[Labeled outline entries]
----------

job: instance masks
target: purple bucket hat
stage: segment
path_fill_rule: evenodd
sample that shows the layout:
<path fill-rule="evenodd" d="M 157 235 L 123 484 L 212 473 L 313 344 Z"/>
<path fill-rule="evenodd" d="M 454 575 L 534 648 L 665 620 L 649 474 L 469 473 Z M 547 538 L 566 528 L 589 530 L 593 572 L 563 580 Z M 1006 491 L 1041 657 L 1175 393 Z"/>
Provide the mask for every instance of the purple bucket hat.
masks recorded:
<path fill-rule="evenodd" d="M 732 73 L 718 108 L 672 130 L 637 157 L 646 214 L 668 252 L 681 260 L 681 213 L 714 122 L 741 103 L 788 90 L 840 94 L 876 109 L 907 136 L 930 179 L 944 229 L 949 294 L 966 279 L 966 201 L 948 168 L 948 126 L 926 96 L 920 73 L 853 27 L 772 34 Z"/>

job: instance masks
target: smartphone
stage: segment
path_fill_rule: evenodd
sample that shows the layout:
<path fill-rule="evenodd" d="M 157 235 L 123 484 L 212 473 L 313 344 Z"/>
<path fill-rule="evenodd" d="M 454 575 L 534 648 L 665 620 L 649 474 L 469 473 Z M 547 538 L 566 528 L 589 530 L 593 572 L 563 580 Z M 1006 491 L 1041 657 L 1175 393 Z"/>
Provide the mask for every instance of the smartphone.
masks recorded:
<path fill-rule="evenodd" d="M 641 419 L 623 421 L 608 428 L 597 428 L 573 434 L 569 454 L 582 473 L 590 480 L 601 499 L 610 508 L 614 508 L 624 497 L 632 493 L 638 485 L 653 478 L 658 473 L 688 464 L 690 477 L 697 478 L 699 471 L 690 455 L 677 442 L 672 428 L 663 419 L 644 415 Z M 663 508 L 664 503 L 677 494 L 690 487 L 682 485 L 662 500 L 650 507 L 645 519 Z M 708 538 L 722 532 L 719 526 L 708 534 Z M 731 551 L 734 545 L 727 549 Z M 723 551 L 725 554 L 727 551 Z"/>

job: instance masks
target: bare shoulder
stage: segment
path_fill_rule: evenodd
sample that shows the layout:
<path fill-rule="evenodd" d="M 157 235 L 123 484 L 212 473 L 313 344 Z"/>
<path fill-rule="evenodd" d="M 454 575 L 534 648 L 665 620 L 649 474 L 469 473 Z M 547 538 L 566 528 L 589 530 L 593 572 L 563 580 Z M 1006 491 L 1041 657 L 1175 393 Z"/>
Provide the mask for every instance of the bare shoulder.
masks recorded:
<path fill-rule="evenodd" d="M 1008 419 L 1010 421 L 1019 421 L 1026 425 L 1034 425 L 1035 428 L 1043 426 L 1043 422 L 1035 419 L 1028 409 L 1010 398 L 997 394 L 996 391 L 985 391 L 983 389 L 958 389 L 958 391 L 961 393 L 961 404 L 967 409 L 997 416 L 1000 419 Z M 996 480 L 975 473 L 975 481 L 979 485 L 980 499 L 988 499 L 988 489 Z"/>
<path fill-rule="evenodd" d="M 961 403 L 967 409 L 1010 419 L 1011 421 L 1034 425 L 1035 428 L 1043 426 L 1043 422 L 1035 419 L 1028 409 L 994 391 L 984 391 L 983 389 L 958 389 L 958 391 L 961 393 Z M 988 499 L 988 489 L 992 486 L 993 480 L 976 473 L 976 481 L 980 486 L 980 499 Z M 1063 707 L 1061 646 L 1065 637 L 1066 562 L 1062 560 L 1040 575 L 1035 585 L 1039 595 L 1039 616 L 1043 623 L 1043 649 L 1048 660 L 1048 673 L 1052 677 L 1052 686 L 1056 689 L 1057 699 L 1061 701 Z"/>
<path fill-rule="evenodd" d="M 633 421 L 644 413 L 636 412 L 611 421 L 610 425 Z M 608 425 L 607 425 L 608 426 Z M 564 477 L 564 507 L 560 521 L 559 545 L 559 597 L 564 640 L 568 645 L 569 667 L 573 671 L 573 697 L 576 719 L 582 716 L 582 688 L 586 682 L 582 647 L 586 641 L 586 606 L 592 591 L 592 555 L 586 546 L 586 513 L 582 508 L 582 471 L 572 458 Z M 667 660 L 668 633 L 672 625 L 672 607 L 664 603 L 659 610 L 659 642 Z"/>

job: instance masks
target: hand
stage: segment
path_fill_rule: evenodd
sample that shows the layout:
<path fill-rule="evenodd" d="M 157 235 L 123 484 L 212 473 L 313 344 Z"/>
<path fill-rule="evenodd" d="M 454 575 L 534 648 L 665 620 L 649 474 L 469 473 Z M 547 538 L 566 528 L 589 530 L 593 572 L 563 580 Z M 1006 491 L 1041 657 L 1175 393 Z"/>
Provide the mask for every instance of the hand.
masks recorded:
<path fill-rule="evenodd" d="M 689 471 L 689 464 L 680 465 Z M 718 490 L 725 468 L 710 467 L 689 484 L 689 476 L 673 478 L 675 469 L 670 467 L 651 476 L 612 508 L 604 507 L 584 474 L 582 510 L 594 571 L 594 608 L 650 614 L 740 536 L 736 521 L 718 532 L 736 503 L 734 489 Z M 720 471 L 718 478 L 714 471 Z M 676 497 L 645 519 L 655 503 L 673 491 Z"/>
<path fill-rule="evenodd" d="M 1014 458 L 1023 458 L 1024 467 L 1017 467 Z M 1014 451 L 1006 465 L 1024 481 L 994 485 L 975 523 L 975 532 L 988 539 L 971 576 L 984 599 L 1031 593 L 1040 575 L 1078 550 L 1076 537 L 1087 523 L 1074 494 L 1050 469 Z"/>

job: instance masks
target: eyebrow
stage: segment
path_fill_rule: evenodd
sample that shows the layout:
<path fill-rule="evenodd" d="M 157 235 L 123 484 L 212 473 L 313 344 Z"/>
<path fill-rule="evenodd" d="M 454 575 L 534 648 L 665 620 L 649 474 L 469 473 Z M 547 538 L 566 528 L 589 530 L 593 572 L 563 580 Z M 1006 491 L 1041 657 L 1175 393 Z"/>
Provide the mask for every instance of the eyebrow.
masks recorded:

----------

== Problem statement ==
Rewrite the listing above with every "masks recorded" replaced by "masks on file", leaving everything else unchanged.

== Output for this exercise ==
job: instance masks
target: purple bucket hat
stage: segment
path_fill_rule: evenodd
sample that shows the layout:
<path fill-rule="evenodd" d="M 157 235 L 123 484 L 212 473 L 313 344 Z"/>
<path fill-rule="evenodd" d="M 454 575 L 534 648 L 665 620 L 649 474 L 469 473 Z M 547 538 L 566 528 L 589 530 L 593 572 L 563 580 Z M 1006 491 L 1041 657 L 1175 393 Z"/>
Provide the mask for every instance of the purple bucket hat.
masks on file:
<path fill-rule="evenodd" d="M 732 73 L 718 108 L 672 130 L 637 157 L 646 214 L 668 252 L 681 260 L 681 213 L 714 122 L 741 103 L 788 90 L 840 94 L 876 109 L 907 136 L 930 179 L 944 229 L 949 294 L 966 279 L 966 201 L 948 168 L 948 126 L 926 96 L 920 73 L 853 27 L 772 34 Z"/>

job: instance masks
target: smartphone
stage: segment
path_fill_rule: evenodd
sample that shows the layout:
<path fill-rule="evenodd" d="M 157 235 L 123 484 L 212 473 L 313 344 Z"/>
<path fill-rule="evenodd" d="M 454 575 L 534 648 L 665 620 L 649 474 L 469 473 Z M 547 538 L 566 528 L 589 530 L 593 572 L 563 580 Z M 1006 491 L 1041 657 L 1175 393 Z"/>
Provide the mask for every instance of the smartphone.
masks on file:
<path fill-rule="evenodd" d="M 641 419 L 623 421 L 608 428 L 597 428 L 573 434 L 569 454 L 582 473 L 590 480 L 601 499 L 610 508 L 614 508 L 624 497 L 632 493 L 638 485 L 653 478 L 658 473 L 688 464 L 690 477 L 697 478 L 699 471 L 690 455 L 677 442 L 672 428 L 663 419 L 644 415 Z M 663 508 L 664 503 L 677 494 L 690 487 L 682 485 L 662 500 L 650 507 L 645 519 Z M 708 538 L 722 532 L 719 526 L 708 534 Z M 731 551 L 734 545 L 727 549 Z M 723 551 L 725 554 L 727 551 Z"/>

job: instance masks
target: bare shoulder
stage: segment
path_fill_rule: evenodd
sample that shows the layout:
<path fill-rule="evenodd" d="M 157 235 L 123 484 L 212 473 L 313 344 Z"/>
<path fill-rule="evenodd" d="M 454 575 L 534 648 L 665 620 L 649 474 L 469 473 Z M 547 538 L 566 528 L 589 530 L 593 572 L 563 580 Z M 1006 491 L 1041 657 L 1175 393 Z"/>
Provide the mask for every instance of the bare shoulder.
masks on file:
<path fill-rule="evenodd" d="M 1008 419 L 1010 421 L 1019 421 L 1026 425 L 1034 425 L 1035 428 L 1043 426 L 1043 422 L 1035 419 L 1028 409 L 1010 398 L 997 394 L 996 391 L 985 391 L 983 389 L 958 389 L 958 391 L 961 393 L 961 404 L 967 409 L 997 416 L 1000 419 Z M 996 480 L 975 473 L 975 481 L 979 485 L 980 499 L 988 499 L 988 489 Z"/>
<path fill-rule="evenodd" d="M 961 403 L 967 409 L 1010 419 L 1011 421 L 1034 425 L 1035 428 L 1043 426 L 1043 422 L 1035 419 L 1028 409 L 994 391 L 984 391 L 983 389 L 958 389 L 958 391 L 961 393 Z M 988 499 L 988 489 L 992 486 L 993 480 L 976 473 L 976 481 L 980 486 L 980 499 Z M 1063 707 L 1061 646 L 1065 637 L 1066 562 L 1062 560 L 1040 575 L 1035 585 L 1039 595 L 1039 616 L 1043 623 L 1043 649 L 1048 660 L 1048 673 L 1052 677 L 1052 686 L 1056 689 L 1057 699 L 1061 701 Z"/>
<path fill-rule="evenodd" d="M 633 421 L 644 413 L 636 412 L 611 421 L 610 425 Z M 608 425 L 607 425 L 608 426 Z M 564 477 L 564 507 L 560 521 L 559 545 L 559 597 L 564 640 L 568 645 L 569 667 L 573 671 L 573 697 L 576 719 L 582 716 L 582 688 L 586 682 L 582 647 L 586 641 L 586 606 L 592 591 L 592 555 L 586 546 L 586 513 L 582 508 L 582 471 L 572 458 Z M 667 660 L 668 633 L 672 625 L 672 607 L 664 603 L 659 610 L 659 642 Z"/>

job: instance masks
target: hand
stage: segment
path_fill_rule: evenodd
sample that shows the layout:
<path fill-rule="evenodd" d="M 157 235 L 123 484 L 212 473 L 313 344 Z"/>
<path fill-rule="evenodd" d="M 454 575 L 534 648 L 665 620 L 649 474 L 469 473 Z M 547 538 L 566 528 L 589 530 L 593 572 L 563 580 Z M 1006 491 L 1041 657 L 1175 393 Z"/>
Provide the mask for every instance of the hand.
masks on file:
<path fill-rule="evenodd" d="M 689 471 L 689 464 L 680 465 Z M 718 490 L 725 468 L 710 467 L 689 484 L 689 476 L 673 478 L 675 469 L 670 467 L 651 476 L 612 508 L 604 507 L 584 474 L 582 510 L 594 571 L 594 608 L 650 614 L 740 536 L 736 521 L 718 532 L 736 503 L 734 489 Z M 720 471 L 718 478 L 714 471 Z M 676 497 L 645 519 L 655 503 L 673 491 Z"/>
<path fill-rule="evenodd" d="M 1014 458 L 1023 458 L 1024 467 L 1017 467 Z M 1014 451 L 1006 465 L 1024 481 L 994 485 L 975 523 L 975 532 L 988 539 L 971 576 L 984 599 L 1031 593 L 1040 575 L 1078 550 L 1076 537 L 1087 523 L 1074 494 L 1050 469 Z"/>

job: instance masks
target: eyebrow
stage: segment
path_fill_rule: evenodd
sample that shows the layout:
<path fill-rule="evenodd" d="M 157 235 L 123 484 L 212 473 L 313 344 Z"/>
<path fill-rule="evenodd" d="M 454 575 L 534 648 L 665 620 L 649 474 L 469 473 Z M 547 538 L 566 528 L 589 530 L 593 572 L 563 580 Z M 1006 491 L 1041 657 L 1175 393 Z"/>
Provide the mask for every instance of the eyebrow.
masks on file:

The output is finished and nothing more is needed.